- _Задание_:
Ответьте на вопросы по отрывку о нравственном чувстве:
1. Под каким названием особый смысл, принятый некоторыми философами, нашёл много защитников в Германии?
2. Как чувство долга и права относятся к нравственному чувству вообще?
3. Каким именем должны быть обозначены удовольствие и неудовольствие, возникающие от соответствия акта воли инстинкту или противоречия ему?

- _Исходный текст_:
Убеждённые, что удовольствия и неудовольствия от добра и зла существенно и по роду отличаются от тех, которые сопровождают представление о посторонних удовольствиях и страданиях, и что в противном случае справедливость и несправедливость должны зависеть только от более сильной или слабой раздражительности нервов и большей или меньшей живости воображения, – некоторые отечественные философы приняли для чувства, из которого они выводят существование морального закона и естественного права, особый, своеобразный смысл, который нашёл много защитников даже в Германии под названием нравственного чувства. Согласно этой системе, мораль и закон заключаются в простом направлении воли, которое определяется не разумом (под которым до сих пор привыкли понимать только силу мысли) и не восприимчивостью к физическому удовольствию и неудовольствию, а инстинктом, свойственным человеческой природе, причём инстинктом, который не может быть объяснён из своего объекта по той самой причине, что он удерживается в сознании лишь им. Сознание этого инстинкта называется нравственным чувством вообще, к которому чувство долга и права относятся как виды к роду. Не сам этот инстинкт, а воспринимаемое соответствие акта воли ему, заявляет о себе удовольствием, а воспринимаемое противоречие – неудовольствием; оба они, поскольку являются не причиной, а лишь следствием предшествующего требования инстинкта, абсолютно, как и сам инстинкт, бескорыстны, и именно поэтому существенно отличаются от всех физических удовольствий и неудовольствий, и должны быть обозначены именем моральных чувств. Поскольку при таком способе объяснения детерминантой долга и права полагается нравственное чувство; поскольку оно делается независимым от рассуждений и всех метафизических спекуляций; поскольку его непосредственное доказательство, которым оно является и в обычном человеке, становится понятным, благодаря чему оно приводит даже простого человека к правильному суждению о правомерности или неправомерности того или иного действия ещё до расчёта его последствий; и поскольку, помимо всего этого, утверждается и обосновывается неизменность долга и закона при всей изменчивости их применения к отдельным случаям, а также благородное бескорыстие и строгая беспристрастность, составляющие характер справедливости: достаточно понятно, как система нравственного чувства нашла большое признание среди благородно настроенной нации, столь выгодно отличающейся от всех других торжественной серьёзностью и живостью духовного чувства.

Записи из источника данных
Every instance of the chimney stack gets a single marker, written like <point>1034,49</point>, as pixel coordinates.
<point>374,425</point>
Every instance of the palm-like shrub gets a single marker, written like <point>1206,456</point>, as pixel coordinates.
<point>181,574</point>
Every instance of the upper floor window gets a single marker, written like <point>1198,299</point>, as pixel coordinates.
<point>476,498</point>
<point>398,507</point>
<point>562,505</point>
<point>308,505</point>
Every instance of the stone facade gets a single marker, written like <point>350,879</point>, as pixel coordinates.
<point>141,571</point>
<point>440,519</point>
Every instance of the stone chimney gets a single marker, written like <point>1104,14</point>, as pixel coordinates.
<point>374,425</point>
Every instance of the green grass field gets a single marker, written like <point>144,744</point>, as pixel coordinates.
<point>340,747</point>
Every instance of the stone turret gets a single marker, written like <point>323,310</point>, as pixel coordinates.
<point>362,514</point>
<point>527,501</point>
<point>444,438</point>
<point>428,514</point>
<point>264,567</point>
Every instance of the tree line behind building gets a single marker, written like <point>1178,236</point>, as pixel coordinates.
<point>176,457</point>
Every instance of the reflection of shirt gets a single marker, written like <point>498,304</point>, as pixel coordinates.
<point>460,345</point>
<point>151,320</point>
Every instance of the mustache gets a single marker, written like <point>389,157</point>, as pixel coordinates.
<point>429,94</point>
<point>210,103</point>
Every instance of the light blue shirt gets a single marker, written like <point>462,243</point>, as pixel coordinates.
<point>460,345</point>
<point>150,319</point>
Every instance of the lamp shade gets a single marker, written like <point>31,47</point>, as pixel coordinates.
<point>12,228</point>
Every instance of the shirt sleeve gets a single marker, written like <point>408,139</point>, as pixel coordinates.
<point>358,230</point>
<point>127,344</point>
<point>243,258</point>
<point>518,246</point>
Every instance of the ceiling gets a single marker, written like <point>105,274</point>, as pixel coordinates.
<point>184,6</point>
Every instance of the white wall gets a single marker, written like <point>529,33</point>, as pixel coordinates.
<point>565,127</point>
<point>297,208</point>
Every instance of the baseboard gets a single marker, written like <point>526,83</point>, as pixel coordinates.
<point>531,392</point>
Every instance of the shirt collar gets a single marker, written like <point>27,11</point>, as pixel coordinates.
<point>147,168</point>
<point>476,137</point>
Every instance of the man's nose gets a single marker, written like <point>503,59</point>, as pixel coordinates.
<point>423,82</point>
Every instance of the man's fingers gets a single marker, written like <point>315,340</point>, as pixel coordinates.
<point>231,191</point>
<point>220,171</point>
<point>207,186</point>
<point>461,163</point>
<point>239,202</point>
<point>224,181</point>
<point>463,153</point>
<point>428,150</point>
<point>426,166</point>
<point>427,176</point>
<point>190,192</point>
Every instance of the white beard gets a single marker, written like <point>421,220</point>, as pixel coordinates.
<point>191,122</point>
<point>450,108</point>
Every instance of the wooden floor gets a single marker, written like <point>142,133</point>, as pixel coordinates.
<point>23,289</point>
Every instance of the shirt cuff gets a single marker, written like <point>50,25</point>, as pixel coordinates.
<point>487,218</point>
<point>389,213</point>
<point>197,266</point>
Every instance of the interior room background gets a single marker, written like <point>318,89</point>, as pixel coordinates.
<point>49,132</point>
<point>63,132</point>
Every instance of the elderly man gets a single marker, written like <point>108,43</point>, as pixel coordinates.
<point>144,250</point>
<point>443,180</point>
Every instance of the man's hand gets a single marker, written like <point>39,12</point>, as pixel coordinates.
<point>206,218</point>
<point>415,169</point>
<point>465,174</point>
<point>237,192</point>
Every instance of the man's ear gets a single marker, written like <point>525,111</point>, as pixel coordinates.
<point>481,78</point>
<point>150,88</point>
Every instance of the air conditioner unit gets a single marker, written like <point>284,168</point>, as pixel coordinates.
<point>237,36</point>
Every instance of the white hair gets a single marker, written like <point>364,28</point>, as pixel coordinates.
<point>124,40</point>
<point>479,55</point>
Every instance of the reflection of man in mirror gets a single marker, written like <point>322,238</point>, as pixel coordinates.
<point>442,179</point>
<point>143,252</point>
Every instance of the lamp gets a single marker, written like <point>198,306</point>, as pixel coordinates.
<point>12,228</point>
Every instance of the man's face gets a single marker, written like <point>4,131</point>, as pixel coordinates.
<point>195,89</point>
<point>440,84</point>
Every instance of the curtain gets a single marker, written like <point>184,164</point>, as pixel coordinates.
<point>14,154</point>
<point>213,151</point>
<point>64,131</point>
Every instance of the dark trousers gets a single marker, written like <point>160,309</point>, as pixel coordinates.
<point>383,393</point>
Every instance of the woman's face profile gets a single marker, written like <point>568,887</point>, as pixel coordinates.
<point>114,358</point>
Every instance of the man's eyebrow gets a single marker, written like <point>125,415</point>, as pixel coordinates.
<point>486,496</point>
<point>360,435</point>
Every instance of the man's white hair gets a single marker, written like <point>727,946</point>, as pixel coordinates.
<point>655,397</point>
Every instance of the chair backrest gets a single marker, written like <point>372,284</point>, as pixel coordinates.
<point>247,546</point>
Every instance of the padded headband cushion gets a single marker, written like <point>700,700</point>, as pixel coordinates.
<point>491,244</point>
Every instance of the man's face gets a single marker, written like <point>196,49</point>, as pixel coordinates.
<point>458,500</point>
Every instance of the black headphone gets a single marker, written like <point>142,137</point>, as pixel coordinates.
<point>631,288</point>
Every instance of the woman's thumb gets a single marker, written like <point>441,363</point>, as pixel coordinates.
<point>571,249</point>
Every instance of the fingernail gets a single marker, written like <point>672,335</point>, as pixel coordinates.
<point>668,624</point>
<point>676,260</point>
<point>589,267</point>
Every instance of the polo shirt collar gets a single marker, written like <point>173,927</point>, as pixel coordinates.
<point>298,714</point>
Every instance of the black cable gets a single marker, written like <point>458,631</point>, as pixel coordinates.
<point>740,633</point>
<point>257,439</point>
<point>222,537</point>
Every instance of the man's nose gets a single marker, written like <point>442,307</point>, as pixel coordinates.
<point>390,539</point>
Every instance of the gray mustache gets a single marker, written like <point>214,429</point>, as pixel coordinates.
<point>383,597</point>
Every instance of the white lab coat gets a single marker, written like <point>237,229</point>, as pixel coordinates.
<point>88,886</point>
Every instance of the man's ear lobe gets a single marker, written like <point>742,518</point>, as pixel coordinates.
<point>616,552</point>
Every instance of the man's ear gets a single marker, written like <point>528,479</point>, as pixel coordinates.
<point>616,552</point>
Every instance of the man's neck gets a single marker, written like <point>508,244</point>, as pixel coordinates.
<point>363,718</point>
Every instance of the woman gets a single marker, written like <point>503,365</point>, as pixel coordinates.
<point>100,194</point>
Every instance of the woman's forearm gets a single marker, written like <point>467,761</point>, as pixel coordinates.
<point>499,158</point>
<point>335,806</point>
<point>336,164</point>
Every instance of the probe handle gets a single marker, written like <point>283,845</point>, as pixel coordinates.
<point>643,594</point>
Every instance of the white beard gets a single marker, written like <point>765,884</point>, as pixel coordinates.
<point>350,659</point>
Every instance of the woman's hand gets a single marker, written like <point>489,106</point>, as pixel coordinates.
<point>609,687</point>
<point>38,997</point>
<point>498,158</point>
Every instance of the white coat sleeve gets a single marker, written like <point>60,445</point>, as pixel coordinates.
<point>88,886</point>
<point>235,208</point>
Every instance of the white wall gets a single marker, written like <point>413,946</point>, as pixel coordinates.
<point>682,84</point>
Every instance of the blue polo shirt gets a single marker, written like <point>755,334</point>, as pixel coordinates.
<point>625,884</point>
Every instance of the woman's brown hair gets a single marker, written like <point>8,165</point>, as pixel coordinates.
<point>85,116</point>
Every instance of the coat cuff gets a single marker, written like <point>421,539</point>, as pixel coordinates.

- _Ответ к заданию_:
1. Под названием нравственного чувства.
2. Как виды к роду.
3. Именем моральных чувств.